### Task details
Beginning at the first line of the material, output each line exactly until you reach and include the line containing "positive clicks: (329, 154)". Leave every picture out.

### Recorded information
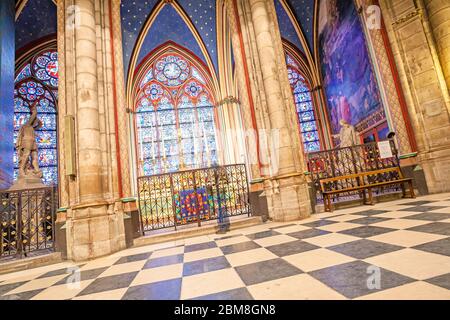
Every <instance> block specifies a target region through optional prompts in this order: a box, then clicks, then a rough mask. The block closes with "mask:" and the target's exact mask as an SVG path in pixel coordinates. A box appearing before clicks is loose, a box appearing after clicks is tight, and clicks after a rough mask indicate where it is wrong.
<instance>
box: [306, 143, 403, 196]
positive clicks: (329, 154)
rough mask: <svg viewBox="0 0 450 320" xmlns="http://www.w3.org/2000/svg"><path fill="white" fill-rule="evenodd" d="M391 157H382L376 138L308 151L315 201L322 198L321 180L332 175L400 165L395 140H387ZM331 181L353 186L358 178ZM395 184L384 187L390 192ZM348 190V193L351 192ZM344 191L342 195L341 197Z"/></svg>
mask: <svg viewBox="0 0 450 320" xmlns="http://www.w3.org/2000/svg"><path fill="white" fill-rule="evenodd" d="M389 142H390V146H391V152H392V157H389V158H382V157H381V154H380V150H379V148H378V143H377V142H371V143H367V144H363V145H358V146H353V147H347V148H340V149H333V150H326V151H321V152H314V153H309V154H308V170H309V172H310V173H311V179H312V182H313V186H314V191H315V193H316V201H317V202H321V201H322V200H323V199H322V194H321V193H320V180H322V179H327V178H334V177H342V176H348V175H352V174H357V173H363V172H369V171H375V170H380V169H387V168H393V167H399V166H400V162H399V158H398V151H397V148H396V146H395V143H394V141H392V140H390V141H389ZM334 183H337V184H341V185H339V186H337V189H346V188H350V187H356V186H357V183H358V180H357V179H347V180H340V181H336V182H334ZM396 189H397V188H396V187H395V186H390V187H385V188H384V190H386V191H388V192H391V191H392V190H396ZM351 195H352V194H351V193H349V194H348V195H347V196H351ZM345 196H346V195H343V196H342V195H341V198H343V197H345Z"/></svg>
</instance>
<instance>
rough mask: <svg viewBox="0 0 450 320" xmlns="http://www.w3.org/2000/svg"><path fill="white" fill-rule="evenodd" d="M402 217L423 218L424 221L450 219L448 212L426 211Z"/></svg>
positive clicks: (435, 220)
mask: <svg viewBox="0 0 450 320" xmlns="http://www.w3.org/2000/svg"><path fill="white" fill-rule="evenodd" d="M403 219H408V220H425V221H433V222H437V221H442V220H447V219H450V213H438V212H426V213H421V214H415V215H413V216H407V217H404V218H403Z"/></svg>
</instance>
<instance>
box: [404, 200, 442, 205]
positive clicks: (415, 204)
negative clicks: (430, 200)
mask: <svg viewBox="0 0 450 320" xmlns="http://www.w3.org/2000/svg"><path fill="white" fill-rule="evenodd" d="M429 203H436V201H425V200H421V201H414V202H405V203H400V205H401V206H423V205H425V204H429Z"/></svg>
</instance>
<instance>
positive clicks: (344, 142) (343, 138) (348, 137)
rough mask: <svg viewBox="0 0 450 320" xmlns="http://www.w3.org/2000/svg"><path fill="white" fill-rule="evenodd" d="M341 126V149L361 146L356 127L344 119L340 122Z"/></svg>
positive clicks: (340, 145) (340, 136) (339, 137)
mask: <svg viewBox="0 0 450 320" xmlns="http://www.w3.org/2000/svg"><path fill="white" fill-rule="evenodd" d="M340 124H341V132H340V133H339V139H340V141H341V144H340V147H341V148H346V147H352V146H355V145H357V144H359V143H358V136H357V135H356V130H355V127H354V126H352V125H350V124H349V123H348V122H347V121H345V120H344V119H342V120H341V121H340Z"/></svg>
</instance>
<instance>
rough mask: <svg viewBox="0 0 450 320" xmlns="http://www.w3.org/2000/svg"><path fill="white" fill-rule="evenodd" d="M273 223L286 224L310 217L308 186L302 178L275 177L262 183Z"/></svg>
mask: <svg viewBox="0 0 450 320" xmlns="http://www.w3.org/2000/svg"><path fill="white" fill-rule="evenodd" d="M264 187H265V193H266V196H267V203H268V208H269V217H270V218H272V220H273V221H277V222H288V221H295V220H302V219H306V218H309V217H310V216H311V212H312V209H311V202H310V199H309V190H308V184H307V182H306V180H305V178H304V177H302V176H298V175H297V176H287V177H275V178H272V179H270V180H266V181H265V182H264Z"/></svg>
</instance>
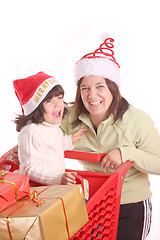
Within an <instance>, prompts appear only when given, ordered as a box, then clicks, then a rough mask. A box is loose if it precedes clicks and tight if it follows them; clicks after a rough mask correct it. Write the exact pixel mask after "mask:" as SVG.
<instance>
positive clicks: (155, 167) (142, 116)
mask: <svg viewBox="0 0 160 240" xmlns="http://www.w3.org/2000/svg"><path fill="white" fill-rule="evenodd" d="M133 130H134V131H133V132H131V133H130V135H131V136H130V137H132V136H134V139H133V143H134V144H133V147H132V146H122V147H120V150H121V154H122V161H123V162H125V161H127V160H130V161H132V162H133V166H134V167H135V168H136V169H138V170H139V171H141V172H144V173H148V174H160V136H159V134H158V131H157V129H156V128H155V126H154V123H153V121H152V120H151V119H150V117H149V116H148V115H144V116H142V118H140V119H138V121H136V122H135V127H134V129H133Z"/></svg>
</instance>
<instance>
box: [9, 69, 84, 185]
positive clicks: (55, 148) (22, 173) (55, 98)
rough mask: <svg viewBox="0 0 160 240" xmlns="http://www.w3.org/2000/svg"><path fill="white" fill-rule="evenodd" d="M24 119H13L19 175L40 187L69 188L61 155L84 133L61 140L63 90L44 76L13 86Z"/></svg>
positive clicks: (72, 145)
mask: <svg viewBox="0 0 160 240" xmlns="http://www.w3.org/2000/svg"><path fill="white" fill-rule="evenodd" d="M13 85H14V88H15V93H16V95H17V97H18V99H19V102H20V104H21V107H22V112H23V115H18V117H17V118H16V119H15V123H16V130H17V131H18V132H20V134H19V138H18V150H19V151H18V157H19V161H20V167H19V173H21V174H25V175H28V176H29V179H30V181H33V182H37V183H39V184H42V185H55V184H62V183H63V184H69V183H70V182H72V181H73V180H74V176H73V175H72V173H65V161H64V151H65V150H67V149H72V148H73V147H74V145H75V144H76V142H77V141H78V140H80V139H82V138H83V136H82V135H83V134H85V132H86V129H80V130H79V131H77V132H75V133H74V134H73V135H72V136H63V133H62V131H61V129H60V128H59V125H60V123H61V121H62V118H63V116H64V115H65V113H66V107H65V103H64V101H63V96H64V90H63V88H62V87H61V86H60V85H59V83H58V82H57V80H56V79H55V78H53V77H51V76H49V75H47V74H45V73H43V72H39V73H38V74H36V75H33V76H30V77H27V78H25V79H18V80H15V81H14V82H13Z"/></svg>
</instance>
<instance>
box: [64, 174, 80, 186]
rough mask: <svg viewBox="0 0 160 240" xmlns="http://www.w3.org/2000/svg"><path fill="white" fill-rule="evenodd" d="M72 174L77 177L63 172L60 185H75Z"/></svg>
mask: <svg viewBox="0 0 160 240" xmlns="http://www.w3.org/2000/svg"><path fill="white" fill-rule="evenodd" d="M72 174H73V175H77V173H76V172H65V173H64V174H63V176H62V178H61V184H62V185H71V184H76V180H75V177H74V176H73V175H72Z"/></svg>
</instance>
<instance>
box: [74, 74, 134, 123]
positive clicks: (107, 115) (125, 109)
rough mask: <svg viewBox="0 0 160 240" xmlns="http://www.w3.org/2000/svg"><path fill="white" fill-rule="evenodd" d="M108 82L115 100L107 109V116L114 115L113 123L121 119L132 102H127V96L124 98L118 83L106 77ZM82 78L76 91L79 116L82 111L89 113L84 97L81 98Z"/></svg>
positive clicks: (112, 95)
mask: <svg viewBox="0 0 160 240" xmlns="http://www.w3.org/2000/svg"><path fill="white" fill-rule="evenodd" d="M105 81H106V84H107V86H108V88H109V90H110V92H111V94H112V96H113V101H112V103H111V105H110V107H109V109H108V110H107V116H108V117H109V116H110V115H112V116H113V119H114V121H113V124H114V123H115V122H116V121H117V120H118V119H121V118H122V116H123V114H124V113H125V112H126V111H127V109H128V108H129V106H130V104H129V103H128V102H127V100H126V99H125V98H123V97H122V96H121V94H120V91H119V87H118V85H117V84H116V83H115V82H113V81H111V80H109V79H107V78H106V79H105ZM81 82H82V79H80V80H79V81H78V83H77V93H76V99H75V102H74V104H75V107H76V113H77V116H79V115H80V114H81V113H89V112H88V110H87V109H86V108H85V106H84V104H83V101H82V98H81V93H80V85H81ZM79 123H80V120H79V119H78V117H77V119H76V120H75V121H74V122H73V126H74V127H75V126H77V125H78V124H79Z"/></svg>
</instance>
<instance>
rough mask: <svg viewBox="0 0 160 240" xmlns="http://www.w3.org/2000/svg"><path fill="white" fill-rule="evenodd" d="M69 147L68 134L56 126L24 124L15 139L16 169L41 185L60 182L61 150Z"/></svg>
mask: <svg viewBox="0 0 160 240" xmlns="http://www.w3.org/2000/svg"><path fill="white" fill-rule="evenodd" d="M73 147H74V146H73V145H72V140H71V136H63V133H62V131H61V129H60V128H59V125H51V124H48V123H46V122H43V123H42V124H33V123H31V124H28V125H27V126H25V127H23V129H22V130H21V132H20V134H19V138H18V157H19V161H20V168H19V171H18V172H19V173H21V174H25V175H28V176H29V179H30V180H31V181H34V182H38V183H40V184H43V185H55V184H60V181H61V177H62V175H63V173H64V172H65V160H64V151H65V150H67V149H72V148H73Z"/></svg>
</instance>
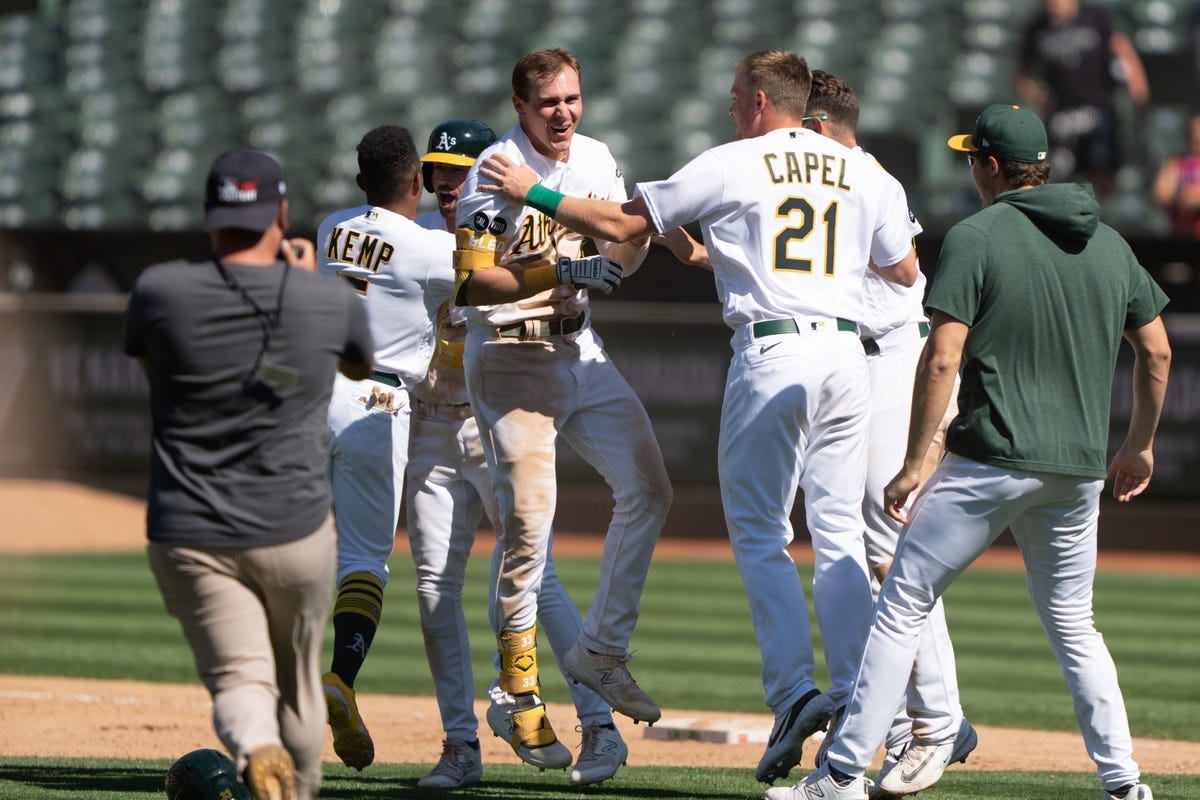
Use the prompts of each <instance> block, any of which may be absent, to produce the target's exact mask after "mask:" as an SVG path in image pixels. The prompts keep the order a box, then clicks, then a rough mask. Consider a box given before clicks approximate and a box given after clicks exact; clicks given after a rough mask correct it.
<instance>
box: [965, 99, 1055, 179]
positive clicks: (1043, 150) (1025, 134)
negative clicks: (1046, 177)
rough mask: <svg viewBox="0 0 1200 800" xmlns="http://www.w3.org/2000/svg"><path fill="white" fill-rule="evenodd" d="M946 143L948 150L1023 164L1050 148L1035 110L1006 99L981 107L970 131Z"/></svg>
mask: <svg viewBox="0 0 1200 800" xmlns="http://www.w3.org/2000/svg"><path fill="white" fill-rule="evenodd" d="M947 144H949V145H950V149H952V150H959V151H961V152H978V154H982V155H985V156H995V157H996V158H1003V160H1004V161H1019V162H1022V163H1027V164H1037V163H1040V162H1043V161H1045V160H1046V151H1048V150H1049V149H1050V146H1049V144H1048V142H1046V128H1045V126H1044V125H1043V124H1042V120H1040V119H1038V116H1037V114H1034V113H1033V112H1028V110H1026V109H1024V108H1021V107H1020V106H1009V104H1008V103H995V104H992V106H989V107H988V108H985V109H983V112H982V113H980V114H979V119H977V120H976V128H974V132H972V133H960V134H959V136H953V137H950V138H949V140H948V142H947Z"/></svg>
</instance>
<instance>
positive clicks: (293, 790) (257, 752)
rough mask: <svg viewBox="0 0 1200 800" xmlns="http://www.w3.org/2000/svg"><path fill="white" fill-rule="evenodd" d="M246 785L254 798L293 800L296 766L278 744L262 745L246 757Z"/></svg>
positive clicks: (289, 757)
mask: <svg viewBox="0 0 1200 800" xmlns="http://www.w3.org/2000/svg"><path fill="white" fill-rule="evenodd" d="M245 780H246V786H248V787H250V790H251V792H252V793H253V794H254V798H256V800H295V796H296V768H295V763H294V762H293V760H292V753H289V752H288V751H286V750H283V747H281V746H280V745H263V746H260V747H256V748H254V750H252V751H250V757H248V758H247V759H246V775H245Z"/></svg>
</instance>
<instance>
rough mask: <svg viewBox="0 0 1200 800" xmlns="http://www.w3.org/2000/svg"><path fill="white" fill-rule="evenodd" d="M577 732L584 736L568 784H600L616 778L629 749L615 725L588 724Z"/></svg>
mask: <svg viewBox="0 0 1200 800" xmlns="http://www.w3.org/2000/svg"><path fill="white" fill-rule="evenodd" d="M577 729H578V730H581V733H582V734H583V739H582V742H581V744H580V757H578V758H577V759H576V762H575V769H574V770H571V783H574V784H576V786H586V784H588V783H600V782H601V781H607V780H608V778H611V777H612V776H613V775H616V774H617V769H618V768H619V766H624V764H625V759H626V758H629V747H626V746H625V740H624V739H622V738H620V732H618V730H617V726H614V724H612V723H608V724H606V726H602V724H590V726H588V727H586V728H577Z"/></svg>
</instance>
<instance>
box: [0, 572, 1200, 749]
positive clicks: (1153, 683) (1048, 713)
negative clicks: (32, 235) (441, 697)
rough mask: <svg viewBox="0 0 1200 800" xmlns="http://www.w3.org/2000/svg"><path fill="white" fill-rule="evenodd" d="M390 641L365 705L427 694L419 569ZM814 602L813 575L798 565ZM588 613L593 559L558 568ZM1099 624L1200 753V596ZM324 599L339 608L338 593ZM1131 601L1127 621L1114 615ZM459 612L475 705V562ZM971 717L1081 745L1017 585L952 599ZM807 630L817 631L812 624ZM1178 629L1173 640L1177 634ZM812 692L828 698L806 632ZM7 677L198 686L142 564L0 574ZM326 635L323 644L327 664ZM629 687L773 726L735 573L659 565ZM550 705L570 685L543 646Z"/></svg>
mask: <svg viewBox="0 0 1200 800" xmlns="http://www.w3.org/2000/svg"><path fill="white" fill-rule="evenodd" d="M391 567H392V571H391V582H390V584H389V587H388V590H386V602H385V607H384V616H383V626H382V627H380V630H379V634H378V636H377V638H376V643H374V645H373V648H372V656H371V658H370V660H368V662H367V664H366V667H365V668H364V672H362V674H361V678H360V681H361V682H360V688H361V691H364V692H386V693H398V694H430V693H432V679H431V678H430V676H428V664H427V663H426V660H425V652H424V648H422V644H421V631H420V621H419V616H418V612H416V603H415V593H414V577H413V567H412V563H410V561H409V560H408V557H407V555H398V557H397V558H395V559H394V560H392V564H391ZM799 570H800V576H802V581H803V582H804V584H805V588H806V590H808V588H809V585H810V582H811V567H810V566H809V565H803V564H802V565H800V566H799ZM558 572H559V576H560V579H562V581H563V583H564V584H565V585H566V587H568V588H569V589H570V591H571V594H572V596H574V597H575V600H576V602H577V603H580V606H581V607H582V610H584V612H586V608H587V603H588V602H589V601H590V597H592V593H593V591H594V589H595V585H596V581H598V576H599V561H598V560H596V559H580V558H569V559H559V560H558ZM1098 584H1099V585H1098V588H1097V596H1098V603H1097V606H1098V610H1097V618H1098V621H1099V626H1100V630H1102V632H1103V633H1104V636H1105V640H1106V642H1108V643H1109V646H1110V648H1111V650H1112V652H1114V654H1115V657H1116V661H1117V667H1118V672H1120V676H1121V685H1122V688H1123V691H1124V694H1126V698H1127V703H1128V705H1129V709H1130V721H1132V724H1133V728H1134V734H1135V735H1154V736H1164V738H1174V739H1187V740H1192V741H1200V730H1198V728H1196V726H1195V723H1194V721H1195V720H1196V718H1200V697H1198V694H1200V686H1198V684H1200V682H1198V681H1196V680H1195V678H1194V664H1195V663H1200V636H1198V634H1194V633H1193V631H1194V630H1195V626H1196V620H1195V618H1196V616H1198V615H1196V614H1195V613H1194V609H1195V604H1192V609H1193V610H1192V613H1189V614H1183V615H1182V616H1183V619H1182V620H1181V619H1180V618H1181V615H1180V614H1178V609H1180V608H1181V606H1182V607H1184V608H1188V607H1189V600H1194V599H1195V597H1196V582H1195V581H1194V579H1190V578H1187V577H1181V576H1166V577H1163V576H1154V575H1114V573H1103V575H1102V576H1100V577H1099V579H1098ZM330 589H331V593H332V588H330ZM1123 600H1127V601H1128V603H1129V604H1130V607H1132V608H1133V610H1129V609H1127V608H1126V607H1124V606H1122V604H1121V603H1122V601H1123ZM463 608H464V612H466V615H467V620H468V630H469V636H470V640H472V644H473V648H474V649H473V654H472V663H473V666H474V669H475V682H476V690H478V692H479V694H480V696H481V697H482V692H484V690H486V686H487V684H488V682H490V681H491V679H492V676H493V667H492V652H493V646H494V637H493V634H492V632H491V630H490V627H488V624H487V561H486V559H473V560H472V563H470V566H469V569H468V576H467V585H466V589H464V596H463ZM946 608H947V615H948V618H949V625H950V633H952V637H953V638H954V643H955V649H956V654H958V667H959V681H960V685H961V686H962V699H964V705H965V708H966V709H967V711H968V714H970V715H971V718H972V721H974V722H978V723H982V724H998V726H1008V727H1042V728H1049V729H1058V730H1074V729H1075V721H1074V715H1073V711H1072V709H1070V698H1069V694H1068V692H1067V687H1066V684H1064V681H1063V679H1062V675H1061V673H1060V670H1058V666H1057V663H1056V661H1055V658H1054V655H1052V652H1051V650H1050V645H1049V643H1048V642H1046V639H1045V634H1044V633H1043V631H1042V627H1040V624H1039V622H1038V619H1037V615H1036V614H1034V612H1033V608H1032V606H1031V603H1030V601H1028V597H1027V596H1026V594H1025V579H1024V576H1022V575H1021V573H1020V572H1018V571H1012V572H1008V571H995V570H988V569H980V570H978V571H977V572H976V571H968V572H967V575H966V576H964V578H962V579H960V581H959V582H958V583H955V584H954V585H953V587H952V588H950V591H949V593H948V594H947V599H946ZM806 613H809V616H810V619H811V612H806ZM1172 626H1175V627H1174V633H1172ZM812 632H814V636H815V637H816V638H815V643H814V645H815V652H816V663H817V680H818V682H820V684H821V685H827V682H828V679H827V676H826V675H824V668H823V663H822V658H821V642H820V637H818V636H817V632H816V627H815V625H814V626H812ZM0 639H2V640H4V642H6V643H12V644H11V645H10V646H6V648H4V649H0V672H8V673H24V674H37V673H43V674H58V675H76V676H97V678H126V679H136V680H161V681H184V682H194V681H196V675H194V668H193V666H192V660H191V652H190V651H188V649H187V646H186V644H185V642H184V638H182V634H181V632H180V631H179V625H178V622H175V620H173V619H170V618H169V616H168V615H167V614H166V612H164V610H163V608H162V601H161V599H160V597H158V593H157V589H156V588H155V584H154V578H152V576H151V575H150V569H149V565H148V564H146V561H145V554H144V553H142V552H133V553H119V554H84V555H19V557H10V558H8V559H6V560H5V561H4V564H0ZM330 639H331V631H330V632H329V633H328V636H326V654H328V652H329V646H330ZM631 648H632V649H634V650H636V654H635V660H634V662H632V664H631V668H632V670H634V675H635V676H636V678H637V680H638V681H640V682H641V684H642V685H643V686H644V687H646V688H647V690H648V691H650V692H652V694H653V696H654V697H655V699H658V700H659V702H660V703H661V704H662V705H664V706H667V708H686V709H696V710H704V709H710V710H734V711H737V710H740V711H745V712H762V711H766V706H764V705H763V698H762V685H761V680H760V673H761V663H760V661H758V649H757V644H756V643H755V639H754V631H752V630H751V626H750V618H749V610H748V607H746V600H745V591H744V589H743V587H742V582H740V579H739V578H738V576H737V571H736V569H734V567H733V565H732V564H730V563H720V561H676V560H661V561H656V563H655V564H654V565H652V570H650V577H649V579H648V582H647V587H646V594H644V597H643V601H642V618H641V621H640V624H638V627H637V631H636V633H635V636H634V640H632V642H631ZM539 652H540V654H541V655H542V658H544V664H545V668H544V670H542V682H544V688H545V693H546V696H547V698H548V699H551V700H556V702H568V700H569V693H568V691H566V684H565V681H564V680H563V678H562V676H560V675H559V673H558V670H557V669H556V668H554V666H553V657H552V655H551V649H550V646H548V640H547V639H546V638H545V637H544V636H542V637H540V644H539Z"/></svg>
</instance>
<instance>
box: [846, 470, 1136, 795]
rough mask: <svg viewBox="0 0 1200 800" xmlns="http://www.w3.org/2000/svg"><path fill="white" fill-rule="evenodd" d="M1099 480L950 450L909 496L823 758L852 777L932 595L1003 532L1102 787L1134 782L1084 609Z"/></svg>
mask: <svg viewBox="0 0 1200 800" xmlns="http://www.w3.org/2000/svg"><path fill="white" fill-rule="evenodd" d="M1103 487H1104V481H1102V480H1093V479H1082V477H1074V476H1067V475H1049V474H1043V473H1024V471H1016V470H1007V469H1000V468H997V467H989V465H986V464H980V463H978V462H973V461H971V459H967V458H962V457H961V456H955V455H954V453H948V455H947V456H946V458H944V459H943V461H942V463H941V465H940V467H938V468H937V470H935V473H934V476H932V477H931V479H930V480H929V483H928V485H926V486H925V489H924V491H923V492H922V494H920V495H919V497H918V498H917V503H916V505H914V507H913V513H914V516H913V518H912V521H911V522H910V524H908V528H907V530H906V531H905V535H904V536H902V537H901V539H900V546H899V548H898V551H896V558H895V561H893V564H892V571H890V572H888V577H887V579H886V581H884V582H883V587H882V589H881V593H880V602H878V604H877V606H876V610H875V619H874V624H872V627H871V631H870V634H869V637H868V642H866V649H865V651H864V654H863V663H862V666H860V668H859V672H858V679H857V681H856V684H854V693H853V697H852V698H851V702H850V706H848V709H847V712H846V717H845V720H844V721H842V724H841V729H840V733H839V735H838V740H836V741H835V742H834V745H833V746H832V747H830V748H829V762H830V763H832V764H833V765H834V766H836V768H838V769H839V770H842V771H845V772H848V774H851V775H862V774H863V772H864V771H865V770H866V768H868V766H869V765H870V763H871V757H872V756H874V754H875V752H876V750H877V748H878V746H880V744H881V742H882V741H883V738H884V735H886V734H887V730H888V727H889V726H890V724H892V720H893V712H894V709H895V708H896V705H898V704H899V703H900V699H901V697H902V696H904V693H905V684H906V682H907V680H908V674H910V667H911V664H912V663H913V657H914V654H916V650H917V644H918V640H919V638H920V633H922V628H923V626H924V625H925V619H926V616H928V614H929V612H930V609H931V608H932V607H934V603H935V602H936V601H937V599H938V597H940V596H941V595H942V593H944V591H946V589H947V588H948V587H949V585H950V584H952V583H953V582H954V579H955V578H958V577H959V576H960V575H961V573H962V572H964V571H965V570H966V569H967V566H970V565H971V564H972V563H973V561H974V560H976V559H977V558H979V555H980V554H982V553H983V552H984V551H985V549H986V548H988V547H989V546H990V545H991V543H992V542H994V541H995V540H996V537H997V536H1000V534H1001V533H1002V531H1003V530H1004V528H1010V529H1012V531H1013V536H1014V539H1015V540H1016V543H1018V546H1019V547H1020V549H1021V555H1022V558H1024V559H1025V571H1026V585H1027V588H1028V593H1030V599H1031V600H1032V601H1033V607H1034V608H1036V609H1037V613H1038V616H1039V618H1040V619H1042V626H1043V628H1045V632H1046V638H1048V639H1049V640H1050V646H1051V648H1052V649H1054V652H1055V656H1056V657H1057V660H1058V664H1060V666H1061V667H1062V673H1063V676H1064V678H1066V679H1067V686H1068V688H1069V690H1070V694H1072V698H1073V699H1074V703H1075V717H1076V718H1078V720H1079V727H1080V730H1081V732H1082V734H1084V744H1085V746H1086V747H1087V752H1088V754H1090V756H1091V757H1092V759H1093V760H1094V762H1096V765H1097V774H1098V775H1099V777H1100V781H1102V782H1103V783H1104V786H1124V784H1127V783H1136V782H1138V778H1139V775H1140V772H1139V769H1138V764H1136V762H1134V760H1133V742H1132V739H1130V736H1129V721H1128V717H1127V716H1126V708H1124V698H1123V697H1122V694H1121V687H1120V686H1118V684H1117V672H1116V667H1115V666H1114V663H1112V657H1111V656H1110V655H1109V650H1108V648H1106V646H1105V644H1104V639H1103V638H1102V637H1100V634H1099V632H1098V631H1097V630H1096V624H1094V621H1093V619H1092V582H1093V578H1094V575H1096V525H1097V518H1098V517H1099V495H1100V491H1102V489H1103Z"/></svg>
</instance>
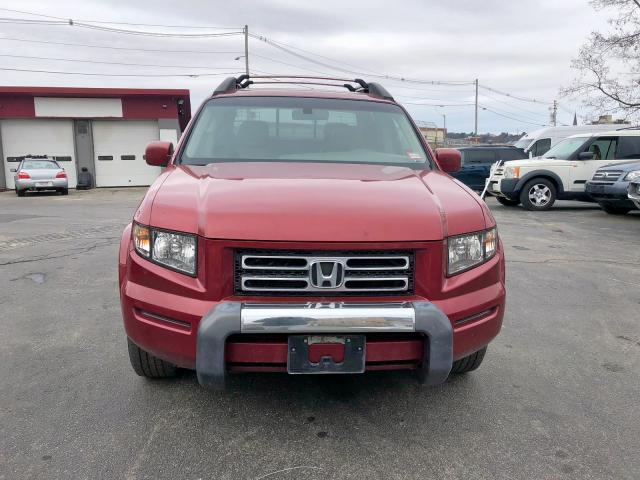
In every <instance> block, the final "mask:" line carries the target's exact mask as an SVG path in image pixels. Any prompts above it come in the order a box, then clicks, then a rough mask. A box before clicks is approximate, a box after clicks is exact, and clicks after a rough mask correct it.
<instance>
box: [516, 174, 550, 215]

### Your response
Every <instance> block specifies a target region through optional prompts in this order: a box, then clicks, then a rough mask. The block closes with "mask:" and the target's exact mask as an SVG path in pixel coordinates. A box appearing before clicks is loose, a box appearing after clicks is tight, and clicks after a rough mask indicate where it is wrong.
<instance>
box: [306, 143, 403, 196]
positive clicks: (329, 154)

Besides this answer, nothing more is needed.